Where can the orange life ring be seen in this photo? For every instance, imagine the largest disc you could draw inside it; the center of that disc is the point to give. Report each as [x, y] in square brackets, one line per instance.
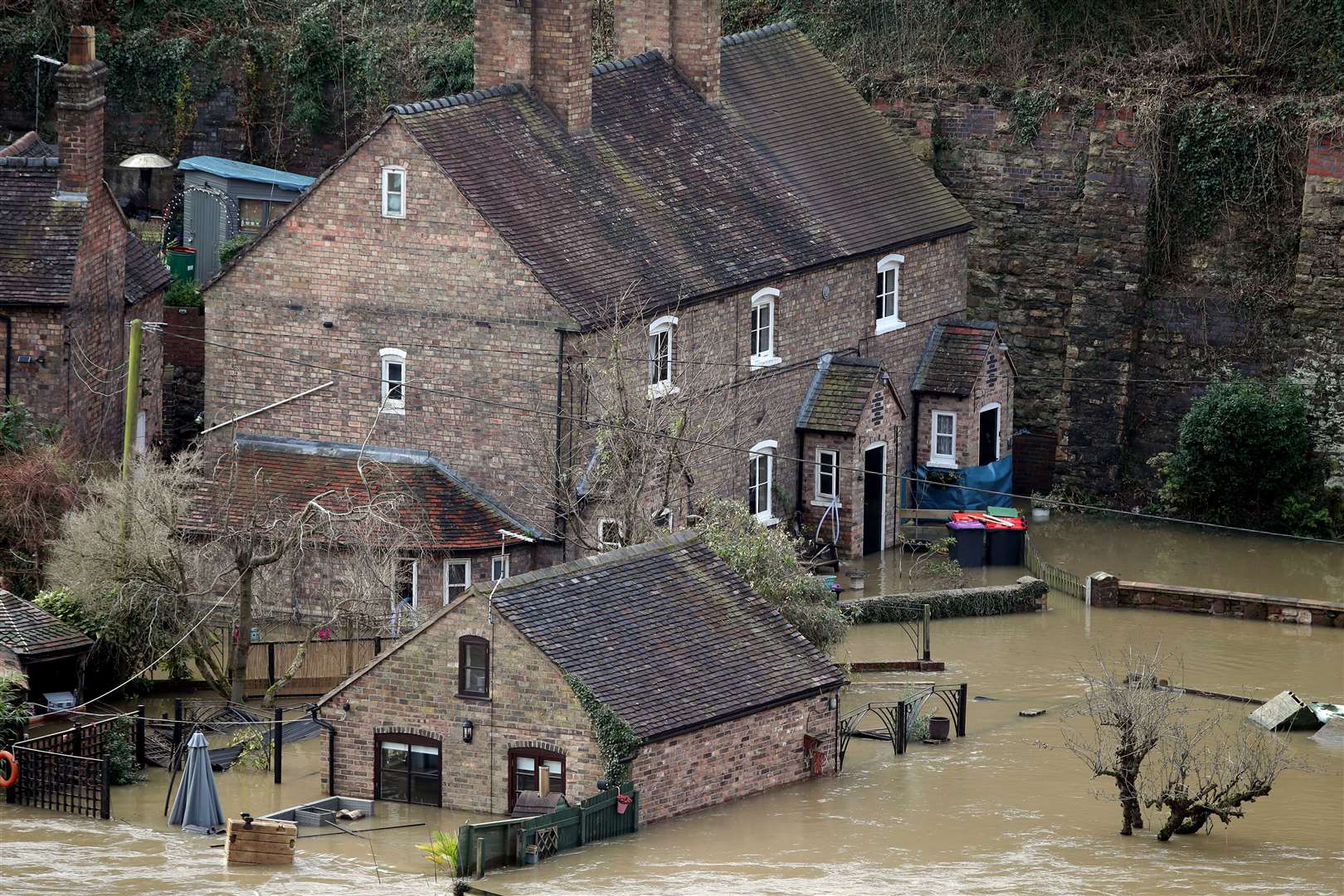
[14, 768]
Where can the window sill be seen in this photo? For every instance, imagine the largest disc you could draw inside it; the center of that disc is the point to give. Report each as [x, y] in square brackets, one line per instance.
[765, 360]
[659, 390]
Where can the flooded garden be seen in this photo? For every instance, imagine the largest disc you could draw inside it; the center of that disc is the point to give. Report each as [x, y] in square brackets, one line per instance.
[1004, 811]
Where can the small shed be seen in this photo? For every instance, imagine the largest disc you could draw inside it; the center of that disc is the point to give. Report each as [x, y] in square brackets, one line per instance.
[223, 197]
[47, 650]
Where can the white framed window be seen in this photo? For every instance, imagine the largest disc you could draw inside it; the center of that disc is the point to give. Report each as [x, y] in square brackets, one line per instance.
[394, 191]
[889, 295]
[407, 587]
[457, 578]
[761, 481]
[392, 381]
[762, 328]
[942, 446]
[609, 533]
[661, 334]
[827, 476]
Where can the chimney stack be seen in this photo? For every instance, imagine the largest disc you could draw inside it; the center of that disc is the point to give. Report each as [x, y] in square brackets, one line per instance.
[695, 45]
[81, 95]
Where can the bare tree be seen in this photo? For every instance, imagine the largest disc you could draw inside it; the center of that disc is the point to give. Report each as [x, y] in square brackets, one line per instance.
[1210, 767]
[151, 557]
[1124, 718]
[637, 453]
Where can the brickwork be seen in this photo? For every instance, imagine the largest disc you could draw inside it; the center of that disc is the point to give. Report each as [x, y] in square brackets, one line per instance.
[433, 285]
[734, 759]
[416, 691]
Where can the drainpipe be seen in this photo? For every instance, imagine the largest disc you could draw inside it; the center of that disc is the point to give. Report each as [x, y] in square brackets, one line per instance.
[331, 748]
[8, 351]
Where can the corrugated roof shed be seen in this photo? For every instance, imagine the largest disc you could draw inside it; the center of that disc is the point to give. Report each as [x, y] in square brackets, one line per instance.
[680, 199]
[284, 475]
[32, 633]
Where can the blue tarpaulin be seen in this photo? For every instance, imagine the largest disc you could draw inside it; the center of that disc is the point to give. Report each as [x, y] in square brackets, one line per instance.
[976, 489]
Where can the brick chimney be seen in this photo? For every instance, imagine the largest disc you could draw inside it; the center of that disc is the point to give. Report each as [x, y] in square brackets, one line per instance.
[546, 45]
[81, 95]
[695, 45]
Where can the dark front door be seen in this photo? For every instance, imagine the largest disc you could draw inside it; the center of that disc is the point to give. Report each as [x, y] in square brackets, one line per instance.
[988, 436]
[874, 468]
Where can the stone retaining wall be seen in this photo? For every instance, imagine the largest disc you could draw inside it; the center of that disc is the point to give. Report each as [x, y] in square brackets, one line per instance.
[1109, 592]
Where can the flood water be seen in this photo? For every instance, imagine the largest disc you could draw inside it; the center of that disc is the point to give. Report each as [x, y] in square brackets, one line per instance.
[1003, 811]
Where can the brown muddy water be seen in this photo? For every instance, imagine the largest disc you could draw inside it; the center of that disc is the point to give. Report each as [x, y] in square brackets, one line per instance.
[999, 811]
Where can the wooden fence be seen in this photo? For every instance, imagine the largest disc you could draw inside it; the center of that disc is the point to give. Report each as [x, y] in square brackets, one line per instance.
[507, 843]
[1057, 579]
[67, 772]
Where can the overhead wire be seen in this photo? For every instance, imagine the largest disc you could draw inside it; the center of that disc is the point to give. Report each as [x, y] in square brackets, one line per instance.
[590, 423]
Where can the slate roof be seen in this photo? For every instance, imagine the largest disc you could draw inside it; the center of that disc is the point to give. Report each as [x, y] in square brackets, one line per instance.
[678, 197]
[953, 358]
[39, 234]
[293, 472]
[145, 275]
[665, 635]
[32, 633]
[838, 394]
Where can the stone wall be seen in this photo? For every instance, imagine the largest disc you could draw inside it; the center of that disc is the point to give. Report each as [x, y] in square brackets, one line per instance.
[1109, 592]
[734, 758]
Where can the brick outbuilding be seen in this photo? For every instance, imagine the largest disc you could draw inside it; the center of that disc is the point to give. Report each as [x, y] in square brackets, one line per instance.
[73, 275]
[726, 698]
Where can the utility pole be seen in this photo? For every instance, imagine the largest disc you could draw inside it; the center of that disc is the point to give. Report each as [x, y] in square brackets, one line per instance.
[128, 437]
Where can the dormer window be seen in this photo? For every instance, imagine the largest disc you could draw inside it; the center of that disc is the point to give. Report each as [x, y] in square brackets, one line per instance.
[889, 295]
[392, 381]
[660, 356]
[394, 192]
[762, 329]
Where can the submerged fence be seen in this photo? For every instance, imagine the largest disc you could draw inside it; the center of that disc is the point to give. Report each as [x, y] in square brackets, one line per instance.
[1058, 579]
[69, 772]
[494, 844]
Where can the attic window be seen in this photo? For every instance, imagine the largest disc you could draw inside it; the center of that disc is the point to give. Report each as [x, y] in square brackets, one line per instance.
[889, 295]
[394, 192]
[392, 387]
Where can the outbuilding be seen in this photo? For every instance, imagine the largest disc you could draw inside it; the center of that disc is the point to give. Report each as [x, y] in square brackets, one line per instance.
[500, 687]
[225, 197]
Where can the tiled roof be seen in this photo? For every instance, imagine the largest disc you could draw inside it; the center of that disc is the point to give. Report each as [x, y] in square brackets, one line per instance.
[675, 197]
[39, 234]
[838, 394]
[665, 635]
[953, 358]
[292, 472]
[145, 275]
[34, 633]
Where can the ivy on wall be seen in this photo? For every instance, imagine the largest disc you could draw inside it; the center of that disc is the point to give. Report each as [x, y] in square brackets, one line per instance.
[616, 739]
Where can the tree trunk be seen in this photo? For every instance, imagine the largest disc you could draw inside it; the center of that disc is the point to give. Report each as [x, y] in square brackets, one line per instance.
[242, 642]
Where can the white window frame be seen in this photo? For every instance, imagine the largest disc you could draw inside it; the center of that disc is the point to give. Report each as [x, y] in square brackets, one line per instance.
[936, 457]
[767, 450]
[466, 578]
[663, 386]
[999, 426]
[387, 356]
[821, 499]
[397, 597]
[394, 169]
[890, 323]
[606, 543]
[765, 356]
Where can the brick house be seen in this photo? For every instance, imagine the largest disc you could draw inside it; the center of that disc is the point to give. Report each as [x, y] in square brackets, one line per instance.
[726, 698]
[470, 253]
[73, 275]
[962, 387]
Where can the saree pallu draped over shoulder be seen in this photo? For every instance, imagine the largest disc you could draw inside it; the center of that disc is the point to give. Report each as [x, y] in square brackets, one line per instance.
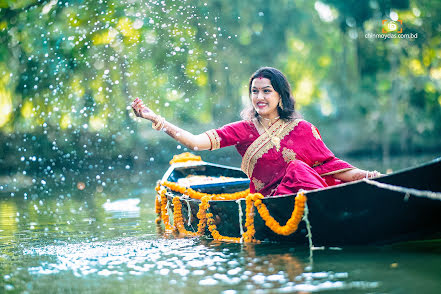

ASSIGNED TASK:
Each record above, in full: return it exactly, pictures excluded.

TASK RESULT:
Where can the orange life ring be seen in this photo? For every instance, imagine the largest disc you could draw inside it; the center of that disc is the point to give. Report each as [x, y] in square brackets, one line per instance.
[14, 768]
Where can the window sill be seen in this photo? For every instance, imagine the largest disc you could draw inside it; the center of that disc is the point to give. Report each as [x, y] in square brackets, one line per instance.
[765, 360]
[659, 390]
Where can the flooded garden be seen in this photo? For every instance, imagine the largest disc you could draw inside it; the center of that disc is the point to give. Report each as [x, y] in square brackets, one line per instance.
[1004, 811]
Where can the small shed be seen in this photo? For every instance, imagine the largest disc you could draw inside it; the center of that disc is the point to give. Report each as [x, y] in square brackets, one line per instance.
[223, 197]
[47, 650]
Where can the white framed window be seen in this photo? For every instance, imagine the largest disc you could draw inside it; the center of that disc is the point to give. Report each as [x, y] in square brackets, one line per instance.
[394, 191]
[889, 295]
[407, 587]
[457, 578]
[761, 481]
[392, 381]
[762, 328]
[942, 446]
[609, 533]
[661, 334]
[827, 476]
Where can the chimney stack be seen in this photo? For every instance, imagine the largest disc you could draw inside it; the center of that disc is the point to give. Report each as [x, y] in square brackets, one line per instance.
[695, 45]
[81, 95]
Where can the bare tree be seen in this photo? For every instance, imagine the largest disc you could draw inside it; the center of that disc is the point to give. Report each as [x, y] in square brackets, one line per instance.
[1210, 767]
[151, 557]
[1124, 718]
[637, 453]
Where can the brickwork be seen in this photo? For every instance, imagine the largest disc you could draw inside it; the center of that disc is the point to give. Report each as [x, y] in square brackets, one line per instance.
[433, 285]
[734, 759]
[416, 691]
Where can the drainpipe be seen in this photo? For every instance, imagine the largest disc you could draw inside it; the center of that disc is the point to give. Report each as [x, y] in square brackets, one line per instance.
[331, 748]
[8, 351]
Where can the corrugated roof shed be seen in this photo? For every instance, imagine the largest disc you could draw inside it; the center of that disc is the point to give. Report each as [x, y] in square brackets, one line per instance.
[680, 199]
[284, 475]
[32, 633]
Where can the blue tarpaulin be seen in this photo? For every instance, imagine the largest disc you could draw inside it; the center of that disc is the point to give. Report each as [x, y] in square brackets, one line per instance.
[976, 489]
Where can the brick chimney be seen in this photo? For every instance, imagine the largest disc you could draw inside it; the center of that disc is the point to give. Report each as [x, y] in square brackets, one line per instance.
[546, 45]
[81, 95]
[695, 45]
Where can the dark front door be seen in this photo? For every instance, imagine the largest disc you could draw inside it; the center of that disc is the point to give. Report each as [x, y] in square brackets, one line per instance.
[988, 436]
[874, 468]
Where can the stone retaining wall be seen in this photo? For every instance, imagine the largest disc you could draw inside it; the center of that disc is the point to give. Report each as [x, y] in square brackets, one line per instance.
[1109, 592]
Where can the flood water be seen in this photo? For every instance, imagine the largest disc you could draw inside it; the center of that disc is the point to give. Report each as [x, y] in square brackets, one line per instance.
[1003, 811]
Where can the brown muddy water be seen in this photo? For every instance, imagine the largest disc you could draw inside it; the center of that disc is the point to give. Report each as [x, y] in square brackets, one line per instance.
[999, 811]
Where can the wooden fence be seen in this photo? For every instance, imagine the largest disc you could draw inside it; the center of that disc is the point to give. Report each as [x, y] in square brackets, one line per instance.
[507, 843]
[1057, 579]
[67, 772]
Where can the overhead wire be seen in this photo? For every instance, imagine the largest disc you could draw inside it; the center of that disc is the point to give. Report each as [x, y] in square brackets, one line per instance.
[590, 423]
Where can the slate roof be seen in this photo? For every instance, imagine the largest disc you could draw inside it; the center of that disc is the point to give. Report each as [x, y] in square brackets, one line per instance.
[678, 197]
[953, 358]
[39, 234]
[293, 472]
[145, 275]
[665, 635]
[32, 633]
[838, 394]
Where can the stone wall be seen in this photo? For every instance, imagine the largest disc you could draw inside it; the center of that disc is the point to give. Report each as [x, y] in square brackets, one line per instance.
[1109, 592]
[734, 758]
Where can the brick outbuilding be seen in this photo? For every instance, imagine the largest disc you could draw inside it; the center of that disc is the point to give. Report each as [x, y] in square brackets, one line per instance.
[73, 275]
[726, 698]
Where can the utility pole be seen in this photo? For every instance, imagine the largest disc you could draw inside it; the center of that disc is the point to give. Report each as [x, y] in square brackets, one line per instance.
[128, 437]
Where can the dormer window be seen in this photo? For every instance, imagine the largest disc you could draw inside it; the center of that disc is the point to give. Report each as [x, y] in square brackets, one line per instance.
[889, 295]
[392, 381]
[660, 356]
[394, 192]
[762, 329]
Where can the submerged fence be seen in this photo? For every instance, imagine the largest disc you could draw inside it; the center of that disc is the point to give. Report each as [x, y] in square brackets, one line per instance.
[1058, 579]
[69, 772]
[494, 844]
Where can the attic window be seen in this photo? For every instance, imagine the largest disc you could draw inside it; the center of that disc is the point to give. Report each as [x, y] in square brackets, one line per instance.
[889, 295]
[394, 192]
[392, 387]
Where can the outbuilding be seen in this photo? For every instance, imagine the largest disc you could draw inside it; the center of that disc is the point to give. Report each as [x, y] in square brackets, one line per instance.
[500, 687]
[225, 197]
Where can the tiled roof be seen in this photo? For every instance, imagine the largest disc you could draw inside it; the center of that disc is the point to give. Report each as [x, y] in square brackets, one line per instance.
[675, 197]
[39, 234]
[838, 394]
[665, 635]
[953, 358]
[292, 472]
[145, 275]
[34, 633]
Where can the ivy on wall be seen in this photo? For every instance, imagine the largest disc you could draw inside it; the center of that disc is the point to give. Report each as [x, y] in square brackets, one line per instance.
[616, 739]
Where can the tree trunk be seen in this photo? For every instance, imagine the largest disc you could draw inside it; the center of that disc is the point to give. Report each as [x, y] in square brackets, one line per instance.
[242, 642]
Where can the white window frame be seen in this photo? For every instance, imagine the largest disc you could draw inside it; the center of that disc is the point to give. Report each as [x, y] in square brackets, one line per instance.
[936, 457]
[767, 450]
[466, 578]
[663, 386]
[999, 426]
[387, 356]
[821, 499]
[397, 597]
[394, 169]
[890, 323]
[606, 543]
[765, 356]
Where can the brick house be seen in this photo? For every instance, imagine the largest disc you could draw inside it; the center of that disc is the point to give. Report each as [x, y] in square brackets, one line per instance.
[726, 698]
[470, 253]
[73, 275]
[962, 387]
Where can the saree pallu draped over shoulder be seen in this photo? For every instance, imagine the largest disc you could draw inside it; the center of that disc is the point to give. Report each as [x, y] in square brackets, one line per instance.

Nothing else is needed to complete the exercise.